Task ▸ Retype each record shown below, leaving every character as it is.
The data below:
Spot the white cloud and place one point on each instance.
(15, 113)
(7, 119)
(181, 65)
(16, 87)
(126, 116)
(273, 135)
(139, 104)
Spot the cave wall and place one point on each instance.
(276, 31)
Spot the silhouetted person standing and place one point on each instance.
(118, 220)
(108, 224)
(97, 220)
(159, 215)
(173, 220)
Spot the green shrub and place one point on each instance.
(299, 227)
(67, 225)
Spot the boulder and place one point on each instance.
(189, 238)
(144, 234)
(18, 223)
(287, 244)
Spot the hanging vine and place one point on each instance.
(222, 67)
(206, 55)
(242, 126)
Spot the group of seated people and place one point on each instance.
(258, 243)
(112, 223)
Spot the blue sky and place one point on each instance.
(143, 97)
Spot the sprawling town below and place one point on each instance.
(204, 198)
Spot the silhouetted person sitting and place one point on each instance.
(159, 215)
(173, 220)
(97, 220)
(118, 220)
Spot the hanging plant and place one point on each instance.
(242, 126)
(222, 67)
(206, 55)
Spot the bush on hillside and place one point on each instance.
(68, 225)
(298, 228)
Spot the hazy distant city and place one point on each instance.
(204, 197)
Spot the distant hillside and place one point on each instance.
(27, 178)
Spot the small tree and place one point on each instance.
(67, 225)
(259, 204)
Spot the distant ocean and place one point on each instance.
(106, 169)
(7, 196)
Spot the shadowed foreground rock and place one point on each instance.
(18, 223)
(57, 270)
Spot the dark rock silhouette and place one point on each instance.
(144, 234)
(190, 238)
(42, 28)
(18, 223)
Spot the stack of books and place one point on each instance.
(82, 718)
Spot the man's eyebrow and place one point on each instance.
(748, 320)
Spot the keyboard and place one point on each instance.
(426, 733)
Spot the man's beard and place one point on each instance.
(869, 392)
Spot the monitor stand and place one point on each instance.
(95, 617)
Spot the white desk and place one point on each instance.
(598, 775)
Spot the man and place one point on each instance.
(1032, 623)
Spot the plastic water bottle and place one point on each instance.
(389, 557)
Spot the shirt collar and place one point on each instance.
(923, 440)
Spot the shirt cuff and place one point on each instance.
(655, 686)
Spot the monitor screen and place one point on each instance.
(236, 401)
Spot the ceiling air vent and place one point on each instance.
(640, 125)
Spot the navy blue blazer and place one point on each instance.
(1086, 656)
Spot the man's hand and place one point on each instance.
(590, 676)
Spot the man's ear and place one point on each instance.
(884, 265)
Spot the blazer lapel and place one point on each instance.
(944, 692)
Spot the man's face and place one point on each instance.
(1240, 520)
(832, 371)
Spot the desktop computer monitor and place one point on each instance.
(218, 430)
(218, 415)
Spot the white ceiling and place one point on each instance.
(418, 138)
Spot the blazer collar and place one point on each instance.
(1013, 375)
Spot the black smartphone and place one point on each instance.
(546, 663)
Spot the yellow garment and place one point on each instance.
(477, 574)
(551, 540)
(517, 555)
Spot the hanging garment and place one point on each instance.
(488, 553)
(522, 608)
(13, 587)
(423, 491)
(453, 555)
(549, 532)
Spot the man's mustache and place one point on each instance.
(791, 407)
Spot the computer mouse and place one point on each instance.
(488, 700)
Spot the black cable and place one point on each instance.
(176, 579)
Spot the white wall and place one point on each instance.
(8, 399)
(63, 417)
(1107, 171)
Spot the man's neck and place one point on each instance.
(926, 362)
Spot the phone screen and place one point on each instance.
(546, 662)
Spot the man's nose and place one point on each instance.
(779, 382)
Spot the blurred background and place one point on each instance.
End of The data.
Solved exercise ▸
Spot the white cloud and place one point on each instance.
(15, 113)
(7, 119)
(181, 65)
(16, 87)
(126, 116)
(273, 135)
(139, 104)
Spot the cave wall and place one point on each instance.
(276, 31)
Spot the silhouetted person standing and place one point on each instance.
(118, 220)
(108, 224)
(97, 220)
(159, 215)
(173, 220)
Spot the green shrub and place one point on each instance.
(299, 227)
(67, 225)
Spot the boulder and place one point on each instance.
(189, 238)
(144, 234)
(18, 223)
(287, 244)
Spot the hanging vine and place one point on each instance.
(222, 67)
(206, 55)
(242, 126)
Spot the group of seated people and place one point on each instance.
(258, 243)
(112, 223)
Spot the blue sky and place one point on each instance.
(143, 97)
Spot the sprawling town below and place one point on each instance.
(204, 198)
Spot the silhouetted person sitting and place one point on each instance.
(159, 215)
(173, 220)
(97, 220)
(118, 220)
Spot the hanging plant and place one point on each instance.
(242, 126)
(222, 67)
(206, 55)
Spot the bush on hillside and place one point on each instance.
(68, 225)
(298, 228)
Spot the hazy distant city and place one point on each instance.
(204, 197)
Spot the distant hillside and place one point on each instance.
(27, 178)
Spot the small tree and place one point on each instance.
(67, 225)
(259, 204)
Spot the distant ocean and place one point on each instance.
(106, 169)
(7, 196)
Spot the shadowed foreground rock and place one point on each instance.
(18, 223)
(57, 270)
Spot the dark rock silhouette and place one point on each instance.
(144, 234)
(190, 238)
(42, 28)
(18, 223)
Spot the stack of books and place one point on each instance.
(82, 718)
Spot the man's eyebrow and place one point on each instance.
(748, 320)
Spot the keyboard and place one point on each instance.
(426, 733)
Spot the man's beard and place one point on each instance.
(869, 392)
Spot the monitor stand and place one point on each instance.
(95, 617)
Spot the white desk and place one point on each instance.
(598, 775)
Spot the man and place one point on each instance.
(1032, 623)
Spot the plastic water bottle and place one point on each instance.
(389, 557)
Spot the shirt collar and place one point on each instance.
(923, 440)
Spot the shirt cuff and place one point on each instance.
(655, 686)
Spot the monitor screen and place one point on each instance.
(236, 401)
Spot the ceiling air vent and place one point on each instance.
(640, 125)
Spot the navy blue blazer and place one point on each instance.
(1086, 656)
Spot the man's hand and place one point on each instance.
(590, 676)
Spot the man's ear and place one point on each instance.
(884, 265)
Spot the blazer lapel and place one point on each instance.
(944, 692)
Spot the man's face and place one point on each instance.
(1240, 520)
(832, 371)
Spot the desktop computer monitor and place one point on each instance.
(218, 430)
(218, 415)
Spot the white ceiling and place one point on each instance.
(418, 138)
Spot the blazer collar and place one point on each instance.
(1013, 375)
Spot the black smartphone and place one point on each instance.
(546, 663)
Spot the yellow garment and place one point on each instance.
(477, 574)
(551, 540)
(517, 555)
Spot the hanging garment and place one point on each instance.
(488, 553)
(522, 608)
(13, 587)
(423, 491)
(453, 555)
(549, 532)
Spot the man's mustache and place one point on each instance.
(791, 407)
Spot the computer mouse and place one point on each instance.
(488, 700)
Spot the black cable and place one point on each instance.
(176, 579)
Spot the white wall and place one point on each instance.
(8, 399)
(63, 417)
(1107, 171)
Spot the man's neck and place one point on each instance.
(926, 362)
Spot the phone screen and place one point on each instance.
(546, 662)
Spot the man's nose and place one point on each instance.
(779, 382)
Spot the blurred background and place one point on each instance.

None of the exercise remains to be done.